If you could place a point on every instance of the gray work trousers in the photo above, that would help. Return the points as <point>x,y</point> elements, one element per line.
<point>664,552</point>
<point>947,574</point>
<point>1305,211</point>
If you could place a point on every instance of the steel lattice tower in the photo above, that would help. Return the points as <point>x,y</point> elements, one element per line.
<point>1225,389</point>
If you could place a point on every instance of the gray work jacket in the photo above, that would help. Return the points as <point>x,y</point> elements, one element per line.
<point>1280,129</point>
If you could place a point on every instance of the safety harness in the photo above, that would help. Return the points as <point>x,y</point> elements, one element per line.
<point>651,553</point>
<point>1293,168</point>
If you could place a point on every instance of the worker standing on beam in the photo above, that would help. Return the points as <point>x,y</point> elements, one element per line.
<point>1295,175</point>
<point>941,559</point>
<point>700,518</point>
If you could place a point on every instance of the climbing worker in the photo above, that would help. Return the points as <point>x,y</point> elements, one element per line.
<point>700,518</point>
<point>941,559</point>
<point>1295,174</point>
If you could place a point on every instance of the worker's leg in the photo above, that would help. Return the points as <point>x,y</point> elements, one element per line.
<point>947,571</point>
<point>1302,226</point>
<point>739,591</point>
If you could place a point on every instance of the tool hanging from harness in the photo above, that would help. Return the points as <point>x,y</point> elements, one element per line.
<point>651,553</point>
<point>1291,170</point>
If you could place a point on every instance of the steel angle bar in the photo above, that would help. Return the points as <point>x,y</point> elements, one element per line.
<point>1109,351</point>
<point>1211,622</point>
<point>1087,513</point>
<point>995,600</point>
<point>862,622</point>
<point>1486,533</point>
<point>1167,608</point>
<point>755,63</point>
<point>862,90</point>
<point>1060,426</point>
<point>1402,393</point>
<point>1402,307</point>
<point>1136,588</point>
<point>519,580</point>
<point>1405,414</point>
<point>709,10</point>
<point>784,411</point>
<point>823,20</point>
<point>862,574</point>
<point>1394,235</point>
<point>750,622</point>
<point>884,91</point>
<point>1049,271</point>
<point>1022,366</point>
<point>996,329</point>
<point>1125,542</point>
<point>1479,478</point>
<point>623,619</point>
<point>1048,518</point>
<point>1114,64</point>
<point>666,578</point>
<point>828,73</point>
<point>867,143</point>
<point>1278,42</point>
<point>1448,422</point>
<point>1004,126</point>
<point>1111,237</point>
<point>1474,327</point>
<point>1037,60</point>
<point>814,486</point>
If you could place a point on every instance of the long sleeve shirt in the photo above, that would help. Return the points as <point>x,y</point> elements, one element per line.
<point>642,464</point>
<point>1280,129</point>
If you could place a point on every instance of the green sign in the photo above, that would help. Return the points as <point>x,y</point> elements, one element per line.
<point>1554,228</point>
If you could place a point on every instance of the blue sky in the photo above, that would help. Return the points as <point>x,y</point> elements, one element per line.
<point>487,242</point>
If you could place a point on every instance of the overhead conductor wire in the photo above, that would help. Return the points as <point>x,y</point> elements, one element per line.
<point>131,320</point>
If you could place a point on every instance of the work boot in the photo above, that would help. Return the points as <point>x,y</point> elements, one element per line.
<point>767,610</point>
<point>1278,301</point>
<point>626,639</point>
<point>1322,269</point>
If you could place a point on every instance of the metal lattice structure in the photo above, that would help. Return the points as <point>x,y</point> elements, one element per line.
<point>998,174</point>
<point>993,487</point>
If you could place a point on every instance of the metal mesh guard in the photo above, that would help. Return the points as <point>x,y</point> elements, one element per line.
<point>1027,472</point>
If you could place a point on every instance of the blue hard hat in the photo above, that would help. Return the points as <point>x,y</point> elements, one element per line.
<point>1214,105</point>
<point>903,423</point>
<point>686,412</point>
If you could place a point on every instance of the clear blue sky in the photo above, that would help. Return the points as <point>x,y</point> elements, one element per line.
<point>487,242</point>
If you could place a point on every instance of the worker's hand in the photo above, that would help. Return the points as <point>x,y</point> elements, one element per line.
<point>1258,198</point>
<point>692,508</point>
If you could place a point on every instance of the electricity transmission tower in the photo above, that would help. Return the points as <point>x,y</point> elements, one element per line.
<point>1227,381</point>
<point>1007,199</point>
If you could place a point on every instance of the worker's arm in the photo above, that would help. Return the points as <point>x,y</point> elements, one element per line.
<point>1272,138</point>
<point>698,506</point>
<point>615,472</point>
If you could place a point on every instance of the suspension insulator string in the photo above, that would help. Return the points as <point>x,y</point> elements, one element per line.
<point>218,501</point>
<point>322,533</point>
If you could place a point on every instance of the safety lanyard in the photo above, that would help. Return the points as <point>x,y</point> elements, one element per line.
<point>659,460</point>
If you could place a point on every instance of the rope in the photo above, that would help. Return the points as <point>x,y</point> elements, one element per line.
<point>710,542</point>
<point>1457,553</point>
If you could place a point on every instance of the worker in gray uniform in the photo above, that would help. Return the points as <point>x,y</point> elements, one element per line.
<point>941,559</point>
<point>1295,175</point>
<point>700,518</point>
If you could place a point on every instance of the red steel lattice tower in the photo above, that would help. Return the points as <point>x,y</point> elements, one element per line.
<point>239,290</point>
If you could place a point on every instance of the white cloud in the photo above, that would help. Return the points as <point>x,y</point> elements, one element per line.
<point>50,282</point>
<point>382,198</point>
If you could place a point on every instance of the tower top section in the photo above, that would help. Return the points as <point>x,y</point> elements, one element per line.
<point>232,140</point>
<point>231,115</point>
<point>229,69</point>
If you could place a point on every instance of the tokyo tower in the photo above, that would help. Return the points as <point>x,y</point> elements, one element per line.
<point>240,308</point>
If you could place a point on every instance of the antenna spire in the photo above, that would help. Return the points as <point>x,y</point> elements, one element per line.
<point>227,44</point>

------------------------------------------------------------------------

IL PROBLEMA
Ricopia l'elenco qui sopra così com'è, dalla prima all'ultima riga, senza cambiare nulla.

RISULTATO
If you could place a point on every instance of the gray work trousers in the photo above, that would help. Return the points as <point>x,y</point> elements, one element per line.
<point>664,552</point>
<point>947,574</point>
<point>1305,211</point>
If you could place a point on every instance of the steel lattice tower in the photo above, that would help. Return the points as <point>x,y</point> elements, one element per line.
<point>1225,389</point>
If you could place a point on every instance of the gray work jacket in the photo above, that would help. Return the points as <point>x,y</point> elements, one element per line.
<point>1280,129</point>
If you could place a point on every instance of the safety harness in the photo above, that would help. Return the points as <point>x,y</point> elements, one element per line.
<point>651,553</point>
<point>1293,168</point>
If you could place a point on every instance of the worker standing on beam in the photo above, that would help. Return the points as <point>x,y</point> elements, one element per line.
<point>1295,175</point>
<point>941,559</point>
<point>700,518</point>
If you could place a point on every instance of the climbing worker in the photo above, that would help. Return the points as <point>x,y</point> elements, one element per line.
<point>700,518</point>
<point>941,559</point>
<point>1295,174</point>
If you could place a point on every instance of the worker's leg in the photo above, that would help. Return the points as <point>x,y</point> elements, one element per line.
<point>947,571</point>
<point>1302,226</point>
<point>739,591</point>
If you could place a point on every instance of the tool hanging from harness in the photo above, that would help. Return the points as <point>x,y</point> elements, one element per line.
<point>651,553</point>
<point>1291,170</point>
If you could place a point on every instance of the steel angle bar in the photo above, that would help. Return the points as <point>x,y</point> elements, one element per line.
<point>1109,351</point>
<point>1211,622</point>
<point>1087,513</point>
<point>995,600</point>
<point>862,622</point>
<point>1486,533</point>
<point>1167,608</point>
<point>755,63</point>
<point>862,90</point>
<point>1060,426</point>
<point>1402,393</point>
<point>1402,307</point>
<point>1136,588</point>
<point>519,580</point>
<point>1405,414</point>
<point>709,10</point>
<point>784,411</point>
<point>823,20</point>
<point>862,574</point>
<point>1394,235</point>
<point>750,622</point>
<point>884,91</point>
<point>1049,271</point>
<point>1022,366</point>
<point>996,329</point>
<point>1125,542</point>
<point>1479,478</point>
<point>623,619</point>
<point>1048,518</point>
<point>1114,64</point>
<point>666,578</point>
<point>828,73</point>
<point>867,143</point>
<point>1278,42</point>
<point>1448,422</point>
<point>1004,126</point>
<point>1111,237</point>
<point>1474,327</point>
<point>1037,60</point>
<point>814,486</point>
If you could place a point on every instance of the long sleeve shirt in the photo above, that would help. Return the points as <point>x,y</point> elements, one element per line.
<point>642,464</point>
<point>1280,129</point>
If you could place a point on every instance of the green sign in the photo above, that would help. Return the points as <point>x,y</point> elements, one element per line.
<point>1554,228</point>
If you could place a point on every instance of the blue sky in the photo above, that would help. Return the points as <point>x,y</point> elements, one element per line.
<point>487,242</point>
If you could place a point on every instance of the overhead conductor wire in the photo above, that would help. Return the points as <point>x,y</point> elements, one element per line.
<point>131,320</point>
If you could place a point on every instance of the work boot in the photo above, that would help. Return the points as <point>x,y</point> elements, one element per line.
<point>767,610</point>
<point>1278,301</point>
<point>626,639</point>
<point>1322,269</point>
If you could place a point on every instance of the metal lattice structure in the photo above, that would help. Return the points as <point>x,y</point> elements, one element per line.
<point>998,174</point>
<point>993,487</point>
If you could place a point on every instance of the metal mesh guard in the photo above, that would help. Return the points as <point>x,y</point> elements, one element per line.
<point>1027,472</point>
If you could place a point on every instance of the blue hard hat in the photo above, that would help. Return the points as <point>x,y</point> elements, one element per line.
<point>1214,105</point>
<point>903,423</point>
<point>686,412</point>
If you could place a point on every instance of the clear blue sky in the photo above, that would help. Return the points as <point>x,y</point> elements, one element per line.
<point>487,242</point>
If you could place a point on every instance of the worker's hand in the photo above, that would help. Return the points as <point>x,y</point> elements, one element per line.
<point>1258,198</point>
<point>692,508</point>
If you could place a point on every instance of the electricity transmission tower in the photo above, that would help. Return the points as <point>x,y</point> elements, one element per line.
<point>1227,381</point>
<point>1007,199</point>
If you could place a point on every instance of the worker's arm in the photo above, that would help. Return the points as <point>x,y</point> elements, one element per line.
<point>1272,138</point>
<point>698,506</point>
<point>615,472</point>
If you could place a point on every instance of the suspension insulator string in the photo above, that would help. Return the points as <point>x,y</point> elements, one element per line.
<point>218,501</point>
<point>322,533</point>
If you could place a point on every instance of the safety lanyard in the photo above, that would help. Return the points as <point>x,y</point> elements, one element per line.
<point>659,460</point>
If you could place a point on every instance of the rope in the photo above, that would help. Return the points as <point>x,y</point> elements, one element per line.
<point>710,542</point>
<point>1457,553</point>
If you could place a point on every instance of the worker in gray uniform in the photo above, that would help. Return the points as <point>x,y</point> elements, one element per line.
<point>941,559</point>
<point>1295,175</point>
<point>700,518</point>
If you could place a point on every instance of the red steel lattice tower in the photo above, that would help. Return the points as <point>x,y</point> elements, one element per line.
<point>239,290</point>
If you could place a point on every instance of the white cloud in the photo above, that would help. Return the points as <point>x,y</point> elements, one element per line.
<point>50,282</point>
<point>382,198</point>
If you could place a point on every instance of the tower top section in the photo above, that would help. Return the points as <point>x,y</point> elements, one element per line.
<point>232,140</point>
<point>231,115</point>
<point>229,69</point>
If you could place a point on every instance of the tokyo tower in the photo above, that would help. Return the points as <point>x,y</point> elements, one element per line.
<point>240,308</point>
If you could place a point on every instance of the antenna spire in the photo above, that would help. Return the points as <point>x,y</point> elements, one element per line.
<point>227,44</point>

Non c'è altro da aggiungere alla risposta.